• _Texto do exercício_
02 Outubro 2023
A inteligência artificial evolui a um ritmo imprevisível. Pode acelerar a coleta e interpretação de dados, otimizar a utilização de energia, fazer previsões baseadas em tendências e antecipar falhas em equipamentos críticos, ao mesmo tempo em que implica, em determinados usos, altos níveis de risco. O principal desafio é manter uma vigilância permanente, em especial no que diz respeito ao cuidado dos direitos dos cidadãos.
A pesquisadora do Conselho Nacional de Investigações Científicas e Técnicas – CONICET e professora das universidades de Buenos Aires e San Martín, Flavia Costa, estuda a evolução da inteligência artificial e seus impactos sociais e políticos; destaca suas potencialidades e alerta sobre suas implicações negativas.
Costa publicou o livro Tecnoceno: algoritmos, biohackers y nuevas formas de vida (Taurus) em plena pandemia. Nele reflete sobre a capacidade do humano em “desenvolver tecnologicamente energias de altíssima intensidade e altíssimo risco”.
A entrevista é de Natalia Aruguete, publicada por Página/12, 25-09-2023. A tradução é do Cepat.
Por que você fala em “Tecnoceno”? O que propõe com esse conceito?
O termo “Tecnoceno” se refere à era em que o humano se torna um agente geológico. É uma especificação do termo “Antropoceno”. Qual é esse antropos (humano) que deixa pegadas perduráveis nos sedimentos, oceanos, atmosfera e que atua em escala planetária?
Nos últimos anos, ao menos duas respostas foram propostas para esta pergunta. Uma acentua as relações sociais de produção capitalista, bem como os modos de acumulação, e afirma que o Antropoceno é, na realidade, um Capitaloceno.

• _Tarefa A_
Segundo a entrevista sobre o Tecnoceno, qual é o nome do Antropoceno na resposta que acentua as relações sociais de produção capitalista?
• _Tarefa B_
Prossiga com a entrevista sobre o Tecnoceno a partir da última frase apresentada.

• _Itens fornecidos_
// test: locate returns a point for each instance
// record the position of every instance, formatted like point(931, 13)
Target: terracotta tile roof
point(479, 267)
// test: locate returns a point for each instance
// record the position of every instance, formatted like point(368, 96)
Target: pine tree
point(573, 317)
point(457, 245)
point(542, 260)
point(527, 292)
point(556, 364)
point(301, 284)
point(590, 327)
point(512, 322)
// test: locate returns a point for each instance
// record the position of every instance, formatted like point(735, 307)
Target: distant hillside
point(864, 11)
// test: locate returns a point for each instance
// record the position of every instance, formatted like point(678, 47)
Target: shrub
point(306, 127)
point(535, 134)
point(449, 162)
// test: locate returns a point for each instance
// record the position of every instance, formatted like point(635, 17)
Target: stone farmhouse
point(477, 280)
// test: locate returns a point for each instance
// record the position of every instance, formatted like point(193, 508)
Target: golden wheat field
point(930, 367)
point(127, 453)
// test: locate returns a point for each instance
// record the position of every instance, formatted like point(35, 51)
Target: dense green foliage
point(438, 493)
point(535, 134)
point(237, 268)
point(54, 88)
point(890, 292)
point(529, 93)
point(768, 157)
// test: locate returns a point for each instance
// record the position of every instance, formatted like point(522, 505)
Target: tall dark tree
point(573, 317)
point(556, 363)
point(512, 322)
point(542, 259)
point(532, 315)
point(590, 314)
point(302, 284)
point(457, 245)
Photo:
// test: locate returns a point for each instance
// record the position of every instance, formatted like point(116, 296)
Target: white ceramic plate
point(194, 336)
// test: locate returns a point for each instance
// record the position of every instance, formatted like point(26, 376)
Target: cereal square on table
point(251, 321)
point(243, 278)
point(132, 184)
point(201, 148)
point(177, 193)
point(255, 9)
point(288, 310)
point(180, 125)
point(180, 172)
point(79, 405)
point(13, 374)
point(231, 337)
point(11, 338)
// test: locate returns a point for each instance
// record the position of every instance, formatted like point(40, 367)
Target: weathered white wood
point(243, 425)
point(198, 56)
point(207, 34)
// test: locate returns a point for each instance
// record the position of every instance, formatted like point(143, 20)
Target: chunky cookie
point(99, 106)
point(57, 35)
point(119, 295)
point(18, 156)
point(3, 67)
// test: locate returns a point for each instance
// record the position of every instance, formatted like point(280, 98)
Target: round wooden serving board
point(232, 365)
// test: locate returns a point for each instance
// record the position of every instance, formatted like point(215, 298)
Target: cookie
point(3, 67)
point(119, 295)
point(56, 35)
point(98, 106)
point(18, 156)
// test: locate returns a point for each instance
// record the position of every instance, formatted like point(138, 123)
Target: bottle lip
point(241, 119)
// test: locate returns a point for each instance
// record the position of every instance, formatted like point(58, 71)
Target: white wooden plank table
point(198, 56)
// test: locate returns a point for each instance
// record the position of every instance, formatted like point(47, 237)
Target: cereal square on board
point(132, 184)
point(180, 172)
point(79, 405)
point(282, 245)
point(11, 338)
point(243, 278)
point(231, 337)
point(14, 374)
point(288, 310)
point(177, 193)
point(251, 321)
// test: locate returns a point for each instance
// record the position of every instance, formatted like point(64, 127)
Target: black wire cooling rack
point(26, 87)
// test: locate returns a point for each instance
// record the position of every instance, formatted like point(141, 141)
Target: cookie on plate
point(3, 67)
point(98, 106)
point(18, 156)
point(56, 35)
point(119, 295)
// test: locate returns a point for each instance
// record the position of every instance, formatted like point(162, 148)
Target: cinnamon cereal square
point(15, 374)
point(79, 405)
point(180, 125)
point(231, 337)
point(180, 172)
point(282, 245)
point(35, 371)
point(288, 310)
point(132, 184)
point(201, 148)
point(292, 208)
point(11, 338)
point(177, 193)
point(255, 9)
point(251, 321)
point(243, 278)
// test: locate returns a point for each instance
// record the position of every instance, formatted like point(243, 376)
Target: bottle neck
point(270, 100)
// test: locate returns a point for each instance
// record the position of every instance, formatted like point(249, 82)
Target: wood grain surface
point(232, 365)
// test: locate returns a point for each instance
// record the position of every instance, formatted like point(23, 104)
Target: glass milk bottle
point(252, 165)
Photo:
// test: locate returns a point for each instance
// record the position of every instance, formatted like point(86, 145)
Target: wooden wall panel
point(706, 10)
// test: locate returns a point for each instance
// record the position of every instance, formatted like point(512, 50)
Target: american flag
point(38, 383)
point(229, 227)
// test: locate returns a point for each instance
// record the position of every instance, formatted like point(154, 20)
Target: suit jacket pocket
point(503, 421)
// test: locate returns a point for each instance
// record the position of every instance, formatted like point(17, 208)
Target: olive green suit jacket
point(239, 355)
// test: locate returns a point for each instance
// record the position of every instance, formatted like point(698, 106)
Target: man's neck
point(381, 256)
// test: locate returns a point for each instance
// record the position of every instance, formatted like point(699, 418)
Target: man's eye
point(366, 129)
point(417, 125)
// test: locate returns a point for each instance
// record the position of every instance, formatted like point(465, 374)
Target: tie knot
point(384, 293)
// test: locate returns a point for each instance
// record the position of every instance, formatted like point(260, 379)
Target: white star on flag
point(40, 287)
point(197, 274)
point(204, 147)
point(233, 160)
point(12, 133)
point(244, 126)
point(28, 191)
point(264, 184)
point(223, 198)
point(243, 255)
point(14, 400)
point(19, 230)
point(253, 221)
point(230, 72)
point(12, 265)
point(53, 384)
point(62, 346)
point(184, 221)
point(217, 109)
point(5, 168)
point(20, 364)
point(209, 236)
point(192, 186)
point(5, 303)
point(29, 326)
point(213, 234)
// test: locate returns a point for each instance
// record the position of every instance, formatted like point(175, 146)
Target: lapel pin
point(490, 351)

• _Resposta do exercício A_
Capitaloceno.

• _Resposta do exercício B_
A outra provém de nós que estudamos o desenvolvimento acelerado de tecnologias no último século, que sustentamos que o Antropoceno é um Tecnoceno. Que, como afirma a posição majoritária dentro da Comissão Internacional sobre Estratigrafia, começa com a Era Atômica, quando o humano foi capaz de desenvolver tecnologicamente energias de uma intensidade inédita e de um risco igualmente grande: a energia nuclear, a petroquímica, a megamineração, a agroindústria, as biotecnologias e as tecnologias da informação.
Ao mesmo tempo em que permitem um enorme crescimento em termos de população, longevidade e produtos de consumo, essas energias desenvolvidas produzem mudanças irreversíveis – a perda de florestas tropicais, a crise climática – que tornam esse crescimento insustentável. É a época do desenvolvimento de grandes potências e grandes riscos: novos “poderes desumanos”.
Em vez de falar sobre Inteligência Artificial, já se considerou que deveríamos falar sobre “sociedade artificial”. Por quê?
Procuro trazer um debate sobre quais são as áreas de expertise que devem tratar desses dispositivos. Porque esses sistemas não são incumbência exclusiva da engenharia e das ciências da computação. Quando pensamos nos modelos de linguagem grande que estão na base do ChatGPT ou do Google Bard, existem três pilares importantes: redes neurais de aprendizagem profunda, uma grande capacidade de cômputo a nível de hardware e um enorme volume de dados, isto é, a informação fornecida por centenas de milhares de usuários da internet, com nossos conteúdos, formas de falar, as figuras retóricas que empregamos.
Para funcionar, os sistemas de IA generativa não dependem apenas da energia elétrica e da capacidade de cômputo, mas do conhecimento, das habilidades linguísticas e do trabalho cognitivo de uma parcela importante da sociedade que se expressa na rede: cerca de 65% da população mundial. E no Cone Sul, mais de 80% da população tem acesso à internet.
Ou seja, são sistemas que leem e processam o social?
Exato. E que aceleram processos de análise e gestão da reprodução social. Por um lado, por que esses saberes sobre o social são extraídos? Quem se apropria deles? Quais são as prioridades no desenvolvimento destes sistemas?
Por outro lado, se como disse Paul Virilio, toda tecnologia nasce com seu acidente específico – com o trem se inventa o descarrilamento; com o avião, o acidente aéreo –, quais acidentes podem vir de uma metatecnologia como a IA?
Quais poderiam ser os acidentes da IA?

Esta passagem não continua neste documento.